**Instructions for the task:** Every line containing "surface" should be identified and copied from the data below.

**Extracted data:**

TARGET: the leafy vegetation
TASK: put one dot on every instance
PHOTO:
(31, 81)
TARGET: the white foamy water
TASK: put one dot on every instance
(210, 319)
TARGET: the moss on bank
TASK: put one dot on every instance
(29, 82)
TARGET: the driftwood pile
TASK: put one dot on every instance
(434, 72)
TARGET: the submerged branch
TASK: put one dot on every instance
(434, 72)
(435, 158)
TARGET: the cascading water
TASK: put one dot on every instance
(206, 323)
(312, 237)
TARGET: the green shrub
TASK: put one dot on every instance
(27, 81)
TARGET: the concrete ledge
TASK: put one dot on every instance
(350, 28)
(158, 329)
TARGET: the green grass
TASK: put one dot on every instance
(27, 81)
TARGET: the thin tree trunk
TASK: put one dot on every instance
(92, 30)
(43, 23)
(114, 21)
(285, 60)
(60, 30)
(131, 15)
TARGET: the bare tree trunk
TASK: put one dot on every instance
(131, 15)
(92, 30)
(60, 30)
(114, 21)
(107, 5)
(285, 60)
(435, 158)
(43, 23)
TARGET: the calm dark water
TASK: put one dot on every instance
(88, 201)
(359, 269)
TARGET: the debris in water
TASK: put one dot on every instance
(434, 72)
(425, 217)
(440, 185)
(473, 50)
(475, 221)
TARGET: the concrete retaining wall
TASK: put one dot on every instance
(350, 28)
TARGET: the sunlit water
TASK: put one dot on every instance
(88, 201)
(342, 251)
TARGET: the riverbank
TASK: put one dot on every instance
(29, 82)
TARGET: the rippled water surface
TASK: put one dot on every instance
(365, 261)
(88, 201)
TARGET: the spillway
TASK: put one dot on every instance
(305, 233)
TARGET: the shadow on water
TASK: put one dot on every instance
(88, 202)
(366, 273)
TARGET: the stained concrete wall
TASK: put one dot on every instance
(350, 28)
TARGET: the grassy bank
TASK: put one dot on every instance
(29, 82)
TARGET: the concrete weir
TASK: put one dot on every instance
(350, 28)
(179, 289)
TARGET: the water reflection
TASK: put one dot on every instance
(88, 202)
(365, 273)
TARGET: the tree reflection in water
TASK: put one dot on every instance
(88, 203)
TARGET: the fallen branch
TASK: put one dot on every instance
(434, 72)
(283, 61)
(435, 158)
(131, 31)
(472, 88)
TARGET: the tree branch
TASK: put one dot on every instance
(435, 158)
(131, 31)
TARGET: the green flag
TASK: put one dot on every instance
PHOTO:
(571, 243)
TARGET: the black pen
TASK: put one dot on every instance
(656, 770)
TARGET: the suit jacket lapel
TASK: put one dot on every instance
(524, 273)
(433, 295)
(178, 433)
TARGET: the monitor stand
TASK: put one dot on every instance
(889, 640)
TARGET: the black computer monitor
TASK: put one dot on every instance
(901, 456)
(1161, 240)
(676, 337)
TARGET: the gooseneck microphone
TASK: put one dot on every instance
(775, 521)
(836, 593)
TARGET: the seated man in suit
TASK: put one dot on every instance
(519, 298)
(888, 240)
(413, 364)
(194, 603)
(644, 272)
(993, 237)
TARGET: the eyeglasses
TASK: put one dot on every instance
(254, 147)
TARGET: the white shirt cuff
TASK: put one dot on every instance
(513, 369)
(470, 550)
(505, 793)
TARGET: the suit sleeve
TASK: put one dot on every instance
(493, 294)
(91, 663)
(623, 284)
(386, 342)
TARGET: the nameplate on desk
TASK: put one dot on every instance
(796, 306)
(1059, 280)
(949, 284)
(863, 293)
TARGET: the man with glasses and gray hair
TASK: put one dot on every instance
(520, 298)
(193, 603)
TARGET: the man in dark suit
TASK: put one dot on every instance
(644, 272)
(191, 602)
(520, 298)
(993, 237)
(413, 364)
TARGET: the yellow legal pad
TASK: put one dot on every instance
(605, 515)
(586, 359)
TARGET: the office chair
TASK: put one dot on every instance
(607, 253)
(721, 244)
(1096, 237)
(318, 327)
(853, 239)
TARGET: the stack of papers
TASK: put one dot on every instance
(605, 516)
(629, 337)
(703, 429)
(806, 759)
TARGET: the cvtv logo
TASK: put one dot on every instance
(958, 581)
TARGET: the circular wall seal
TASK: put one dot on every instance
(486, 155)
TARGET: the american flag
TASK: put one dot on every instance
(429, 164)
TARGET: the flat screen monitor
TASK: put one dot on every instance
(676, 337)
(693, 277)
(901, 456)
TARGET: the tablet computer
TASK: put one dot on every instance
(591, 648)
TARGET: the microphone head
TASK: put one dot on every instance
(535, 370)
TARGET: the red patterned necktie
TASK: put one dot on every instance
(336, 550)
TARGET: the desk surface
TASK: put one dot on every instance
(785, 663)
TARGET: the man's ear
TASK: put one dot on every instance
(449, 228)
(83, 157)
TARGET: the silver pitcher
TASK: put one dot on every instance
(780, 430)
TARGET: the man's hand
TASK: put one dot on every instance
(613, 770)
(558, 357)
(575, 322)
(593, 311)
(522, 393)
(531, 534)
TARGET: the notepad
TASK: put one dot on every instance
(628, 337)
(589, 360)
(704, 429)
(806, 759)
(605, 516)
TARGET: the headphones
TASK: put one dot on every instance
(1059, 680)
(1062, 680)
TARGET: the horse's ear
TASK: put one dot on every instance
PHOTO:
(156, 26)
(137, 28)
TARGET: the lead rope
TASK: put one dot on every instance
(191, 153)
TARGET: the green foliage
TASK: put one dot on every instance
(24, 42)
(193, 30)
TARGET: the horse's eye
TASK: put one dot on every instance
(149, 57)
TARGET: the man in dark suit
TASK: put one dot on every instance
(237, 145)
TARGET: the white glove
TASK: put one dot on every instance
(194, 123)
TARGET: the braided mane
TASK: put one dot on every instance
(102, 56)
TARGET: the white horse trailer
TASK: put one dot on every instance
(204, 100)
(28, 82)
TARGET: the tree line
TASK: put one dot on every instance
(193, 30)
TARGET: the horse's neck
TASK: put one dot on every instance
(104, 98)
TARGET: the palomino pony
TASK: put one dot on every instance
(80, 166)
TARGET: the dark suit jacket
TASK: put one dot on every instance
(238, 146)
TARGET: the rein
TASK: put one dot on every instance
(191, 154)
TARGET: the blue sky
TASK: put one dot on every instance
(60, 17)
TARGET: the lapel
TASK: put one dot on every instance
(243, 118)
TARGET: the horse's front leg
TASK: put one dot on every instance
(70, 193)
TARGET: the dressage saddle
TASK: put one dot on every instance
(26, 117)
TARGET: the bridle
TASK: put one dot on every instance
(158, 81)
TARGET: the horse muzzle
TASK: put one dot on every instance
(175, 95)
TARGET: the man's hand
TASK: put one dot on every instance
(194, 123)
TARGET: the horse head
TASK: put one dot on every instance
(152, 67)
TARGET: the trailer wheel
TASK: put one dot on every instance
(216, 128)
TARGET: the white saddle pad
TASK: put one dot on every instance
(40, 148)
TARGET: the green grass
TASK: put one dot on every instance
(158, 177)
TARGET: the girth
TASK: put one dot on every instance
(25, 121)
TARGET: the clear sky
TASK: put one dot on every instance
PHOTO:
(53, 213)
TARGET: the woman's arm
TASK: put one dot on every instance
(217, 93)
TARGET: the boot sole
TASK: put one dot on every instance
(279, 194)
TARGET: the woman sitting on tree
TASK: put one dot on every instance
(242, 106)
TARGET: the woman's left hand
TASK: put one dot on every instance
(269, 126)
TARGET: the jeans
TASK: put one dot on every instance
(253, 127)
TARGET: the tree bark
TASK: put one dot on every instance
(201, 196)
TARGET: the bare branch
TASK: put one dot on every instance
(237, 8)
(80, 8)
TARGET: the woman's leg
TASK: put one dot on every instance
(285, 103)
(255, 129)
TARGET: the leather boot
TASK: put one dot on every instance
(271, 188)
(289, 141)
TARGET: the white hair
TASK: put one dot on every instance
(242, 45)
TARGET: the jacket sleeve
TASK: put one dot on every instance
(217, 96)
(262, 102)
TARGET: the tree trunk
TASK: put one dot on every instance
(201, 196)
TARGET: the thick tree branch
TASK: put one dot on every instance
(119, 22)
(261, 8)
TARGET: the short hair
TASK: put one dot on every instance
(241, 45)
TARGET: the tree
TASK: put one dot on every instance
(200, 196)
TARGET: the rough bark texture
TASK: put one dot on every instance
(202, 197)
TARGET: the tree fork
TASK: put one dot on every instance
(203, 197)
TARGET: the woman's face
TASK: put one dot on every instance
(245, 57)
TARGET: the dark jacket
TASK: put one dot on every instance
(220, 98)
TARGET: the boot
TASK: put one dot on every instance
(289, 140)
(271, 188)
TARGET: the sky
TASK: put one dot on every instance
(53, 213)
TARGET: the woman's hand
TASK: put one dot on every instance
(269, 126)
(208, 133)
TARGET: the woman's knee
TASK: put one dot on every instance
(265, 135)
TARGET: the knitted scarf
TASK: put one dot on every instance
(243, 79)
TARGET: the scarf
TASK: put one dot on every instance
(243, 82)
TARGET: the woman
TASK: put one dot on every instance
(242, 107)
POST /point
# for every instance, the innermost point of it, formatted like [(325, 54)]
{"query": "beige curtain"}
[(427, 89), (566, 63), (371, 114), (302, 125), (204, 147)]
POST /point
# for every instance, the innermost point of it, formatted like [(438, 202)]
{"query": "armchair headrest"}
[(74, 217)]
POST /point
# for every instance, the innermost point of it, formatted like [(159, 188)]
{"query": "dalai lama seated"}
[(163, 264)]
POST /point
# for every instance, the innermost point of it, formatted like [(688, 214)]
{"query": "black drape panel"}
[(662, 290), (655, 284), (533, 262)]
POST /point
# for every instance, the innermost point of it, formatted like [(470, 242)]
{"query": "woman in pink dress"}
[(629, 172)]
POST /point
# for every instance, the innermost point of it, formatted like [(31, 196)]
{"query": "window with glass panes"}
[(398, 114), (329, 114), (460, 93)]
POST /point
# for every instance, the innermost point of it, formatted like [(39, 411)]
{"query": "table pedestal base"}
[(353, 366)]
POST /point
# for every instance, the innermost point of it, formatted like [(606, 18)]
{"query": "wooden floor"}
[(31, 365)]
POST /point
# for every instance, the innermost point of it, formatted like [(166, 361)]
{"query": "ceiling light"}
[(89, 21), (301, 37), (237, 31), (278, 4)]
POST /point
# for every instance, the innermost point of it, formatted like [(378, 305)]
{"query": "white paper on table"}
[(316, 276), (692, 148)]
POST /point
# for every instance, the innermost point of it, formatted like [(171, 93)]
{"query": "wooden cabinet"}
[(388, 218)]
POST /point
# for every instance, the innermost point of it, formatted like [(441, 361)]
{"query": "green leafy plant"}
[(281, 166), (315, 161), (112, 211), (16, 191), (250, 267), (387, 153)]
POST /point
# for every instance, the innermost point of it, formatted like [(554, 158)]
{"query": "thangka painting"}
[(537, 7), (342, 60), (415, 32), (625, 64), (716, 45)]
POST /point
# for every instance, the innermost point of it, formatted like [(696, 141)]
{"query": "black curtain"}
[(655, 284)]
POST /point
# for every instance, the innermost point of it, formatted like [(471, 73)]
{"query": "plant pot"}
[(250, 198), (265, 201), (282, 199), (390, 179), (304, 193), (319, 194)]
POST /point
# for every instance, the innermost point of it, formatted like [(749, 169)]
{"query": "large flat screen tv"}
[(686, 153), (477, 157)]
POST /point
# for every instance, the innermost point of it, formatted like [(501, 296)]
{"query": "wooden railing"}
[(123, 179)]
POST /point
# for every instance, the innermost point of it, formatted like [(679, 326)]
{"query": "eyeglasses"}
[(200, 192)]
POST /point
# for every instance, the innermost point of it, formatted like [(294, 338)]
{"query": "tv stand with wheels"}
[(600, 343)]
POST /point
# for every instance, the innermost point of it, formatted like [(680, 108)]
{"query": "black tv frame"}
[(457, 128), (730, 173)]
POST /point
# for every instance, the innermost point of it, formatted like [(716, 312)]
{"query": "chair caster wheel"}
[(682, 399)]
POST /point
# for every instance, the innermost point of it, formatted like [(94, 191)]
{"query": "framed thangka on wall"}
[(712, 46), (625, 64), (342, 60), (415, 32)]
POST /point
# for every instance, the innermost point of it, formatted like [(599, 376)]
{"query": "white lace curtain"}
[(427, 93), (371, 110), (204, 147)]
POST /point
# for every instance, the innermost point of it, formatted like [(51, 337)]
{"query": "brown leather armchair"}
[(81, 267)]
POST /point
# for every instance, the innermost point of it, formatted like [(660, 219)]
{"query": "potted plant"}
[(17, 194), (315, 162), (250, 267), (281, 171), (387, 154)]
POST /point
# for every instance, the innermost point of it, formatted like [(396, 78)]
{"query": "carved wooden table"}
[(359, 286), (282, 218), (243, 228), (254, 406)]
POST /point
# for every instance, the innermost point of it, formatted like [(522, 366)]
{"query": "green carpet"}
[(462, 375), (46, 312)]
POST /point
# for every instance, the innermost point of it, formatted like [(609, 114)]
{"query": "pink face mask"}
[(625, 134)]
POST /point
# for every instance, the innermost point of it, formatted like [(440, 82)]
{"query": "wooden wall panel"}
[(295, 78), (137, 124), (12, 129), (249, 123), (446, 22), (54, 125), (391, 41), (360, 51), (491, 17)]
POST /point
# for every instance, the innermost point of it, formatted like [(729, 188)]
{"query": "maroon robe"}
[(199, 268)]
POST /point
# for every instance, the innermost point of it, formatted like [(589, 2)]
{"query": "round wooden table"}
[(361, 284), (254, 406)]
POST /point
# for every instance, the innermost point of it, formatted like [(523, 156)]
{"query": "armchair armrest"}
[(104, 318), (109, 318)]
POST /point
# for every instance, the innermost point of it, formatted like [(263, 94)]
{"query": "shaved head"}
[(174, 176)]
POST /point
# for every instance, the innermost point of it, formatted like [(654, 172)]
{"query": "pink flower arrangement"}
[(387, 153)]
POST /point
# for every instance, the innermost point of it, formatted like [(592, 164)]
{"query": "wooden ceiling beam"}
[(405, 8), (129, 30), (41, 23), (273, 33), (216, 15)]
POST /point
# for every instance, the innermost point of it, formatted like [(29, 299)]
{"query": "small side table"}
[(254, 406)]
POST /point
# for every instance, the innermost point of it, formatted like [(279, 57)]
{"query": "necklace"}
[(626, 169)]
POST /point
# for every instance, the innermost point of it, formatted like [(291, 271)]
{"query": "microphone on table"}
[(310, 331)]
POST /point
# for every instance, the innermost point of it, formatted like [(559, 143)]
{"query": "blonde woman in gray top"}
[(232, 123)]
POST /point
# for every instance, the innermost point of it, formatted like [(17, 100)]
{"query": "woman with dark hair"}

**Reply to the task:**
TARGET: the rippled water surface
TARGET: the desk surface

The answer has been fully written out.